***** RECORDS PROVIDED *****

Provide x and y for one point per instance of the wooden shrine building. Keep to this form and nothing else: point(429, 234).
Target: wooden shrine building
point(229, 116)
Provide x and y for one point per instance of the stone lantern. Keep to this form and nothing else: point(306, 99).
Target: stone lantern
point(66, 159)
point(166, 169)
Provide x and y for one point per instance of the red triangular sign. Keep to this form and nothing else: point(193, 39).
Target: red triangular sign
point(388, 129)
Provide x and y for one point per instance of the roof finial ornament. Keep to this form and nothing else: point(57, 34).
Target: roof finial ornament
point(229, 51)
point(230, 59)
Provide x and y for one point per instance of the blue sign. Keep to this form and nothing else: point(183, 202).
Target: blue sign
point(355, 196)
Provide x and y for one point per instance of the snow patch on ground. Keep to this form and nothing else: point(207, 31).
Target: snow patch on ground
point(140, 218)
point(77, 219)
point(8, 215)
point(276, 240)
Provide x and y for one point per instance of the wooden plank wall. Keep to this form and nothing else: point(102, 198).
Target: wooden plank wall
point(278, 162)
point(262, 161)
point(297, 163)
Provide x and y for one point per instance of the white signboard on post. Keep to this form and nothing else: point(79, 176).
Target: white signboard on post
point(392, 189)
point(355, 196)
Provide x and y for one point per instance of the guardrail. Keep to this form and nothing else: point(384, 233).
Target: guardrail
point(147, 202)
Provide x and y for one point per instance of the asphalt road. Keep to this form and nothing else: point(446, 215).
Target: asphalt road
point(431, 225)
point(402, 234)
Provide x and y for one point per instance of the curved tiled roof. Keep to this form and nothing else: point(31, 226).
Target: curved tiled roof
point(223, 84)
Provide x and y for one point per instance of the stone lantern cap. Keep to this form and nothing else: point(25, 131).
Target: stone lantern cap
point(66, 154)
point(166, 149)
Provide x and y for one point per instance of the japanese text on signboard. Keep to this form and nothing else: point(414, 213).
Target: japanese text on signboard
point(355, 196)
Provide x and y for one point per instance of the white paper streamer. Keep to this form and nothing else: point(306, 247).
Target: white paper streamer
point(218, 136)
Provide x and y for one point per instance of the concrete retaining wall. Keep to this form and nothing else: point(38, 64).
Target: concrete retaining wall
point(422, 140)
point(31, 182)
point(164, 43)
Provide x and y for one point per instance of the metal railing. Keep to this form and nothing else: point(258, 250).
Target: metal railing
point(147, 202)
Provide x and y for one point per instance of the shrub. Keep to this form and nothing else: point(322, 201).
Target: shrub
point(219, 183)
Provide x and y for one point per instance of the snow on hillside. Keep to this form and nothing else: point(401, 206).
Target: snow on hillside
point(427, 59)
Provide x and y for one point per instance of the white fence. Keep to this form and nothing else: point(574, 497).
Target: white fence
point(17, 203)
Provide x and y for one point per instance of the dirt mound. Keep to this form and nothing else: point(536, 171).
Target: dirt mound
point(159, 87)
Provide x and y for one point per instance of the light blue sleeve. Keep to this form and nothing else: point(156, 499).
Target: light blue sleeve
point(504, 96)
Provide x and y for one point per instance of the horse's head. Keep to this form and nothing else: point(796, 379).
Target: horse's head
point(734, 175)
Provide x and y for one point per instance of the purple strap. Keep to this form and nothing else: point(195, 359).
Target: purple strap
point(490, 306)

*****

WHAT IS BEING ASKED – Provide all the records again, word for word.

ANSWER SPACE –
Provide x and y for one point per instance of the wooden shrine building. Keep to this form and nothing else: point(429, 234).
Target: wooden shrine building
point(229, 116)
Provide x and y for one point per instance of the stone lantern. Keep to this form and nothing else: point(306, 99).
Target: stone lantern
point(66, 159)
point(166, 169)
Provide x and y for one point per instance of the red triangular sign. Keep to this form and nothing else: point(193, 39).
Target: red triangular sign
point(388, 129)
Provide x and y for one point per instance of the roof finial ornament. Keep to this form and nothing else: point(57, 34).
Target: roof finial ornament
point(229, 51)
point(230, 59)
Provide x and y for one point per instance of the blue sign. Keep to this form and nothing else: point(183, 202).
Target: blue sign
point(355, 196)
Provide x and y for one point per instance of the snow patch on ground. Keep to this form and nothing else: point(207, 31).
Target: snow patch on ground
point(140, 218)
point(77, 219)
point(8, 215)
point(276, 240)
Provide x and y for one point per instance of the wooden plank wall. Keep to this form and nothing else: point(102, 198).
Target: wooden plank wall
point(278, 162)
point(262, 161)
point(297, 163)
Provide x and y for one point per instance of the white signboard on post. Keep to this form and nothing else: point(79, 176).
Target: white signboard on post
point(392, 189)
point(355, 196)
Provide x and y for one point per instance of the guardrail. Keep to this form and nothing else: point(384, 233).
Target: guardrail
point(147, 202)
Provide x and y for one point per instance of the asphalt road. Keep to this form and nothing else: point(446, 215).
Target: asphalt road
point(431, 225)
point(402, 234)
Provide x and y for one point per instance of the curved tiled roof. Keep to this form and nothing else: point(31, 226).
Target: curved tiled roof
point(223, 84)
Provide x and y for one point per instance of the stone lantern cap. Keep to this form and nothing else: point(25, 131).
Target: stone lantern cap
point(66, 154)
point(166, 149)
Provide x and y for one point per instance of the japanese text on signboard. Keep to this form and nothing else: point(414, 213).
Target: japanese text on signboard
point(355, 196)
Provide x and y for one point per instance of the white paper streamer. Keep to this form and nothing else: point(306, 247).
Target: white paper streamer
point(218, 136)
Provide x and y for one point per instance of the concrete retaining wall. Keep to this form and nothing else: point(38, 64).
Target: concrete retaining wall
point(422, 140)
point(31, 182)
point(164, 43)
Provide x and y for one point per instance of the metal railing. Keep to this form and nothing else: point(258, 250).
Target: metal railing
point(147, 202)
Provide x and y for one point per instance of the shrub. Keep to this form and nothing else: point(322, 201).
Target: shrub
point(219, 183)
Provide x and y for one point per instance of the snow on hillside. Keep to this form and nothing else: point(401, 206).
Target: snow on hillside
point(427, 59)
Provide x and y for one point per instance of the white fence. Keep to this form and nothing else: point(574, 497).
Target: white fence
point(17, 203)
Provide x and y for one point per instance of the dirt mound. Keep to this form and nothing else: point(536, 171).
Target: dirt mound
point(159, 87)
Provide x and y for one point per instance of the light blue sleeve. Keep to this form and nothing else: point(156, 499).
Target: light blue sleeve
point(504, 96)
Provide x and y for one point per instance of the horse's head. Keep to this form and nothing else: point(796, 379).
Target: horse's head
point(734, 175)
Provide x and y for one point per instance of the purple strap. Keep to this form and nothing else: point(195, 359).
Target: purple strap
point(490, 306)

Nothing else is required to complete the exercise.